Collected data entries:
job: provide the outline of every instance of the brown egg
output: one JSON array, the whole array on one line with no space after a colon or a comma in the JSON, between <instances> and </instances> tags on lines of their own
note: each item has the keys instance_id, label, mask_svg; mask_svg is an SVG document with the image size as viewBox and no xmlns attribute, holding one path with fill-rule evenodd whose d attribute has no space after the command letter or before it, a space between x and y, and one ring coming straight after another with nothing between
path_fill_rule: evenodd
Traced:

---

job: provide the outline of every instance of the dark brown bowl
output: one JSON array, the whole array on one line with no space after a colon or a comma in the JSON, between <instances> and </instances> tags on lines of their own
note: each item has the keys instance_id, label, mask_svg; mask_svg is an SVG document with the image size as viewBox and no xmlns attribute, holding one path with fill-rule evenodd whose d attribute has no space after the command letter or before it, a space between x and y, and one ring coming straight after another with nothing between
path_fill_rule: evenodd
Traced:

### REQUIREMENTS
Count the lines in the rows above that contain the word "brown", matching case exactly, and reply with only the number.

### EXERCISE ANSWER
2